> EXERCISE INPUTS:

###

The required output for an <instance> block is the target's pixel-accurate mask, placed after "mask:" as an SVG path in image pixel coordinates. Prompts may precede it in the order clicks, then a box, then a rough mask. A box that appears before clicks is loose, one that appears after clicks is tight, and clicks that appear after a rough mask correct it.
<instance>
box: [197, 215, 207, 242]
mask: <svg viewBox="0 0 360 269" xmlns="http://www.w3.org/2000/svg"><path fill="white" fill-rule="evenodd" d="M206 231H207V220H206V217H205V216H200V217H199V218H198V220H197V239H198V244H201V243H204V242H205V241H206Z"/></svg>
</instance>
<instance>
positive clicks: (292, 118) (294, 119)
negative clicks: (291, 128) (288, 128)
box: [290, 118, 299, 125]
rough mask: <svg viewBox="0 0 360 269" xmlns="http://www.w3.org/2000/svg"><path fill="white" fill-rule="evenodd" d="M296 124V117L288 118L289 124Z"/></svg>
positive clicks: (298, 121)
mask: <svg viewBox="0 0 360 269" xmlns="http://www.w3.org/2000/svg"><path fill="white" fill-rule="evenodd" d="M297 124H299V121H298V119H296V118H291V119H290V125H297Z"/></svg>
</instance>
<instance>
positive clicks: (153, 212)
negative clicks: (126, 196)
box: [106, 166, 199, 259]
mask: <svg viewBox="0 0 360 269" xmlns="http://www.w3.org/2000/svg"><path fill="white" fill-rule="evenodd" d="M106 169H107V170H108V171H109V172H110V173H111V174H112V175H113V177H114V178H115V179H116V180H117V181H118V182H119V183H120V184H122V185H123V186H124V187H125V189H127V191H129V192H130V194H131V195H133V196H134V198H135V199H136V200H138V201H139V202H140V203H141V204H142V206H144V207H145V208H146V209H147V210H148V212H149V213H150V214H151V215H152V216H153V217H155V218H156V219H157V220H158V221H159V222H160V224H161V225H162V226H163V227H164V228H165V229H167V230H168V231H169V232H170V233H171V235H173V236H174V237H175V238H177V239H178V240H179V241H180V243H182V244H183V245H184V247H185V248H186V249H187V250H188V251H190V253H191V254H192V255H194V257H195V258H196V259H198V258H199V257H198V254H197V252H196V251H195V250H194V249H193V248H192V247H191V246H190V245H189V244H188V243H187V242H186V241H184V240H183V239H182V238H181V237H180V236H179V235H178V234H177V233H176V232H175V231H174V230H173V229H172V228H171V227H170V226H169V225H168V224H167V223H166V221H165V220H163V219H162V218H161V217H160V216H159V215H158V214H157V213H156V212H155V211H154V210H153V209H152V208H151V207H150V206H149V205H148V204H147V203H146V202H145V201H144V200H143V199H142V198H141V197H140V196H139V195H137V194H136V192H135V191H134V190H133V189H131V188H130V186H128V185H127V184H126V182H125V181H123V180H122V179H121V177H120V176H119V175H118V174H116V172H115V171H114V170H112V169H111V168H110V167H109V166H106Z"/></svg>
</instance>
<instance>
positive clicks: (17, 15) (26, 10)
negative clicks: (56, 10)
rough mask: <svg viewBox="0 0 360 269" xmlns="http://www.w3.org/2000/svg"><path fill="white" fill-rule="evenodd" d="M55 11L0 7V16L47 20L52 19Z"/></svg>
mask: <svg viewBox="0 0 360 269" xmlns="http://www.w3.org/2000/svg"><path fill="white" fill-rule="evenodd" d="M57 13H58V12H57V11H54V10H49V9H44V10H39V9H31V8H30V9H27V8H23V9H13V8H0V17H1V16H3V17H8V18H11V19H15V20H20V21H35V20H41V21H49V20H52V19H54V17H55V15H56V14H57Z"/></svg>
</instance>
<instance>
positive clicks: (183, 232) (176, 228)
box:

###

> WHAT THE EXERCISE ASKS: Could you give the records above again, exactly and in full?

> RESULT FOR THIS EXERCISE:
The required output for an <instance> block is the target's pixel-accurate mask, placed after "mask:" as an SVG path in image pixel coordinates. Prompts may precede it in the order clicks, then a box, then a rough mask. A box that appears before clicks is loose, one that appears after clicks is tight, and clicks that appear after a rough mask correct it.
<instance>
box: [197, 215, 207, 242]
mask: <svg viewBox="0 0 360 269" xmlns="http://www.w3.org/2000/svg"><path fill="white" fill-rule="evenodd" d="M206 231H207V220H206V217H205V216H200V217H199V218H198V220H197V239H198V244H201V243H204V242H205V241H206Z"/></svg>
</instance>
<instance>
positive clicks: (292, 118) (294, 119)
negative clicks: (291, 128) (288, 128)
box: [290, 118, 299, 125]
rough mask: <svg viewBox="0 0 360 269" xmlns="http://www.w3.org/2000/svg"><path fill="white" fill-rule="evenodd" d="M296 124V117L288 118L289 124Z"/></svg>
positive clicks: (298, 121)
mask: <svg viewBox="0 0 360 269" xmlns="http://www.w3.org/2000/svg"><path fill="white" fill-rule="evenodd" d="M297 124H299V121H298V119H296V118H291V119H290V125H297Z"/></svg>
</instance>
<instance>
positive clicks: (153, 212)
negative clicks: (126, 196)
box: [106, 166, 199, 259]
mask: <svg viewBox="0 0 360 269" xmlns="http://www.w3.org/2000/svg"><path fill="white" fill-rule="evenodd" d="M106 169H107V170H108V171H109V172H110V173H111V174H112V175H113V177H114V178H115V179H116V180H117V181H118V182H119V183H120V184H122V185H123V186H124V187H125V189H127V191H129V192H130V194H131V195H133V196H134V198H135V199H136V200H138V201H139V202H140V203H141V204H142V206H144V207H145V208H146V209H147V210H148V212H149V213H150V214H151V215H152V216H153V217H155V218H156V219H157V220H158V221H159V222H160V224H161V225H162V226H163V227H164V228H165V229H167V230H168V231H169V232H170V233H171V235H173V236H174V237H175V238H177V239H178V240H179V241H180V243H182V244H183V245H184V247H185V248H186V249H187V250H188V251H190V253H191V254H192V255H194V257H195V258H196V259H198V258H199V257H198V254H197V252H196V251H195V250H194V249H193V248H192V247H191V246H190V245H189V244H188V243H187V242H186V241H184V240H183V239H182V238H181V237H180V236H179V235H178V234H177V233H176V232H175V231H174V230H173V229H172V228H171V227H170V226H169V225H168V224H167V223H166V221H165V220H163V219H162V218H161V217H160V216H159V215H158V214H157V213H156V212H155V211H154V210H153V209H152V208H151V207H150V206H149V205H148V204H147V203H146V202H145V201H144V200H143V199H142V198H141V197H140V196H139V195H137V194H136V192H135V191H134V190H133V189H131V188H130V186H128V185H127V184H126V182H125V181H123V180H122V179H121V177H120V176H119V175H118V174H116V172H115V171H114V170H112V169H111V168H110V167H109V166H106Z"/></svg>
</instance>
<instance>
positive clicks: (17, 15) (26, 10)
negative clicks: (56, 10)
rough mask: <svg viewBox="0 0 360 269" xmlns="http://www.w3.org/2000/svg"><path fill="white" fill-rule="evenodd" d="M55 11L0 7V16L47 20L52 19Z"/></svg>
mask: <svg viewBox="0 0 360 269" xmlns="http://www.w3.org/2000/svg"><path fill="white" fill-rule="evenodd" d="M57 13H58V12H57V11H54V10H49V9H44V10H39V9H31V8H30V9H27V8H23V9H13V8H0V17H1V16H3V17H8V18H11V19H15V20H20V21H35V20H41V21H49V20H52V19H54V17H55V15H56V14H57Z"/></svg>
</instance>
<instance>
positive clicks: (183, 232) (176, 228)
box:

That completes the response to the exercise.